BAS-LAG: Das China Miéville-Forum - Dies, das und jenes

Miéville und Lovecraft

Miéville und Lovecraft

Damit die Diskussion hier ja vielleicht weitere Früchte trägt, übertrage ich sie mal aus der (nicht mehr aktiven!) Yahoo-Group:

Seblon:

Ich habe so einige Berichte über China Miéville gelesen, wo
immer
wieder daraufhingewiesen wird, dass er ein sehr großer Bewunderer
H.P.
Lovecrafts ist, was mich tatsächlich sehr wundert.

Ich habe so einiges von Lovecraft gelesen und habe ihn im Gegensatz
zu
Miéville immer als auffallend konservativ und engstirnig in Bezug
zu
dem "Fremdartigen" empfunden.
Es gibt ja das Gerücht, Lovecraft sei nicht nur antisemitischer
Rassist gewesen, was sich für mein Gefühl auch z.T. innerhalb
seiner
Erzählungen nachweisen ließe. Das Fremdartige und Absonderliche
ist
bei Lovecraft immer eine Gefahr für eine gewünschte
strukturierte
Normalität. Chutullu steht ja eigentlich für nichts anderes als
für
das chaotisch Fremdartige, das die geordnete Bürgerlichkeit
gefährdet.

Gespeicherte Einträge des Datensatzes

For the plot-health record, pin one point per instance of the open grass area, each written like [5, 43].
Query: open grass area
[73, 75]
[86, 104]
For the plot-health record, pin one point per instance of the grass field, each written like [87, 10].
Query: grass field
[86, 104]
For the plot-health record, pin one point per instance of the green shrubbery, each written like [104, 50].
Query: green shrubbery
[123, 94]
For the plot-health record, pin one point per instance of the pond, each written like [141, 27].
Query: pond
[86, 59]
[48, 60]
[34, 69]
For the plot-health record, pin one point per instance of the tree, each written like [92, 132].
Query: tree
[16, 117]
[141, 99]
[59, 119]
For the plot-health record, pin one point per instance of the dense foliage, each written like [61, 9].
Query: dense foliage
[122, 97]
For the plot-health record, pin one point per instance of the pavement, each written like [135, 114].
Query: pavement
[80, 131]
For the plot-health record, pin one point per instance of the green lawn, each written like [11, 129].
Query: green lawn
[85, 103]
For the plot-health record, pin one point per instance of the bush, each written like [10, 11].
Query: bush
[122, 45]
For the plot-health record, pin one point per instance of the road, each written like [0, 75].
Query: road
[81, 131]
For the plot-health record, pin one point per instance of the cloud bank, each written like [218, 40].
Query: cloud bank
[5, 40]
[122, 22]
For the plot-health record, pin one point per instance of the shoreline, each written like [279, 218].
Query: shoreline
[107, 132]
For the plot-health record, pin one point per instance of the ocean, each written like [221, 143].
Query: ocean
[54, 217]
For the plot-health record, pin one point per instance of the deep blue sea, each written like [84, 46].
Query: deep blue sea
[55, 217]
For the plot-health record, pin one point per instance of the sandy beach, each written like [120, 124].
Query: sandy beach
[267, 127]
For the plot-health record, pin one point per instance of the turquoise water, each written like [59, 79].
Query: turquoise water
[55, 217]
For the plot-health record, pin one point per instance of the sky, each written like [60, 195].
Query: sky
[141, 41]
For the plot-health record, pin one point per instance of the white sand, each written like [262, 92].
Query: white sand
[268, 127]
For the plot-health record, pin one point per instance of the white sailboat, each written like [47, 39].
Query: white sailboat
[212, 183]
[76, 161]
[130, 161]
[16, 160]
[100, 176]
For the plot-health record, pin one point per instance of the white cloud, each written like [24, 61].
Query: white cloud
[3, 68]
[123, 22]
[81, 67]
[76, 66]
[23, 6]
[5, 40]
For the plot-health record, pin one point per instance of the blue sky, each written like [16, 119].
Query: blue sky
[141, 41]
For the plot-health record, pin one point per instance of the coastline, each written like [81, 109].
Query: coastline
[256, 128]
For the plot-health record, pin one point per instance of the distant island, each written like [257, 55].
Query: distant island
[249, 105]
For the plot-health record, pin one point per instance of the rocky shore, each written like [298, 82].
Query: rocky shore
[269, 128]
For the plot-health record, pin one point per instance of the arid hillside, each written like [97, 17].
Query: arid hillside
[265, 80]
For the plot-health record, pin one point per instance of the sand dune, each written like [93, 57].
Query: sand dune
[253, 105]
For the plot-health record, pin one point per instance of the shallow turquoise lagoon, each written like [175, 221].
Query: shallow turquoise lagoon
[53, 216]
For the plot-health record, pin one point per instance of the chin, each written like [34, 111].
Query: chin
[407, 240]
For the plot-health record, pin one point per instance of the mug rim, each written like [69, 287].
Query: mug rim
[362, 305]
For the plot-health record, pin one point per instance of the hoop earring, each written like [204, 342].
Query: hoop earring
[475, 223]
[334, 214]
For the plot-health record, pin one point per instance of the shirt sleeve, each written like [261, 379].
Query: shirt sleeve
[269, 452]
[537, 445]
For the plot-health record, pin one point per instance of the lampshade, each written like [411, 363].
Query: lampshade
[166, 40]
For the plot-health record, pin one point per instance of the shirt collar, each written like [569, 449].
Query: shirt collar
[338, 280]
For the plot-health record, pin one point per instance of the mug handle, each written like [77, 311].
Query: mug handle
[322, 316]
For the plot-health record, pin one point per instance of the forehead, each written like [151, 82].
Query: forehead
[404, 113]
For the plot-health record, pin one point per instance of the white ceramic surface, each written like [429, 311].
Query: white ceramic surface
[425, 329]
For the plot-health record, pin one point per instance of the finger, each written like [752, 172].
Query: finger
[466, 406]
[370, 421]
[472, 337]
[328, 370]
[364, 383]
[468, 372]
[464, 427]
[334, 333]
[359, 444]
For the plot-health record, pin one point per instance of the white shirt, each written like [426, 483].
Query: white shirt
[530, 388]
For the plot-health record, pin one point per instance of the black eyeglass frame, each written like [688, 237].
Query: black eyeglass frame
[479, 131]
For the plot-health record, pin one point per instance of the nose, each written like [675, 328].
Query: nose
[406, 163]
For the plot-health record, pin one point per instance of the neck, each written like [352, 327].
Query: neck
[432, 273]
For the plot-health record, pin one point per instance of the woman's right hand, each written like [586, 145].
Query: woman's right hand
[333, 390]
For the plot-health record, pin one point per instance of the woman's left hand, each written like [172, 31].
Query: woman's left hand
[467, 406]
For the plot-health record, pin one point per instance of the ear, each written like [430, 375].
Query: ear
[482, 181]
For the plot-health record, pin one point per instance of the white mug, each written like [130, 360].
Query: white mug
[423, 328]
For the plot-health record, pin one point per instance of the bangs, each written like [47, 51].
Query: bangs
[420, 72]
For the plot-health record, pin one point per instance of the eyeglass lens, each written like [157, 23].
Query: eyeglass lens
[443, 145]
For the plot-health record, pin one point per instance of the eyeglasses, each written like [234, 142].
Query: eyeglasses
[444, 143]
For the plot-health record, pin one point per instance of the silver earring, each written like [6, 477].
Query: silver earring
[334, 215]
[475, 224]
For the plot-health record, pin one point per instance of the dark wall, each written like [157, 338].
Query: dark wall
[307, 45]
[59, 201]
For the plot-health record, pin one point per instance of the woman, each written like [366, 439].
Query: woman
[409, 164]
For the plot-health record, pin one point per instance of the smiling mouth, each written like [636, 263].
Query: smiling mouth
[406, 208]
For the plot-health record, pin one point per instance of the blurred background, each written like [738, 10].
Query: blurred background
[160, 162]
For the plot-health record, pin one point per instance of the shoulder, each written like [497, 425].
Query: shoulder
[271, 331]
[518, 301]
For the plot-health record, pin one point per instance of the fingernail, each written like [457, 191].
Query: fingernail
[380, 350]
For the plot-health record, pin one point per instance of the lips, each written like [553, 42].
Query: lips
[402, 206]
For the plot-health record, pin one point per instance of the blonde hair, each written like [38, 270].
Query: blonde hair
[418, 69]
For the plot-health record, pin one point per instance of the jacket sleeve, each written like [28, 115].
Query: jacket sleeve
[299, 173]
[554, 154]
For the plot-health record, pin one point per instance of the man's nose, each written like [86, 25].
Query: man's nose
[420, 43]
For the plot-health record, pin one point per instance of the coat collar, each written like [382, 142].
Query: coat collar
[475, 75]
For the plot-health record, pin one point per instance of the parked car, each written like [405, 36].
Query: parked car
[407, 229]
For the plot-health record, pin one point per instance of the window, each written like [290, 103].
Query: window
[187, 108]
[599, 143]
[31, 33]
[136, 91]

DIE AUFGABE
Setz den Forumsbeitrag über Miéville und Lovecraft nach seinem letzten Satz fort.

DEINE ANTWORT
Im Gegensatz dazu habe ich den Eindruck China Miéville, aber auch
Clive Barker haben gerade eine sehr starke Affinität zum
Fremdartigen,
zum Chaotischen, dass macht ja gerade einen großen Reiz an ihrer
Literatur aus. Ihre Perspektive ist eine völlig andere, viel
weniger
bürgerliche, als die eines Lovecraft.

Was mag wohl Miéville an Lovecraft mögen?

Es grüßt

Seblon


Jakob:

Ich tue mich immer shcwer damit, politische und ästhtische Positionen so
unmittelbar zusammenzubringen. Wahrscheinlich dürfte Lovecraft wirklich
politisch am besten als konservativer eingeordnet sein, noch dazu mit
einigen extremen Einschlägen - zeitweise antisemitisch, und sonst ganz
allgemein "vergangenheitsorientiert". Trotzdem mag ich seine Geschichten
sehr, weil sie nicht nur Abscheu und Ekel vor dem "Fremden" thematisieren,
sondern auch die Faszination davon - "Der Schatten über Innsmouth" mit
seiner geradezu lyrischen Beschreibung der Welt der tiefen Wesen am Ende ist
dafür ein sehr schönes Beispiel. Ich sags mal so: Lovecraft ist für mich
interessant und faszinierend, weil er die (Abgrenzungs-)Strategien und
Probleme eines bürgerlichen Selbst mitten in der Moderne behandelt - auch,
wenn er es vielleicht nicht "politisch bewusst" tut. Er teilt viel politisch
interessantes mit ...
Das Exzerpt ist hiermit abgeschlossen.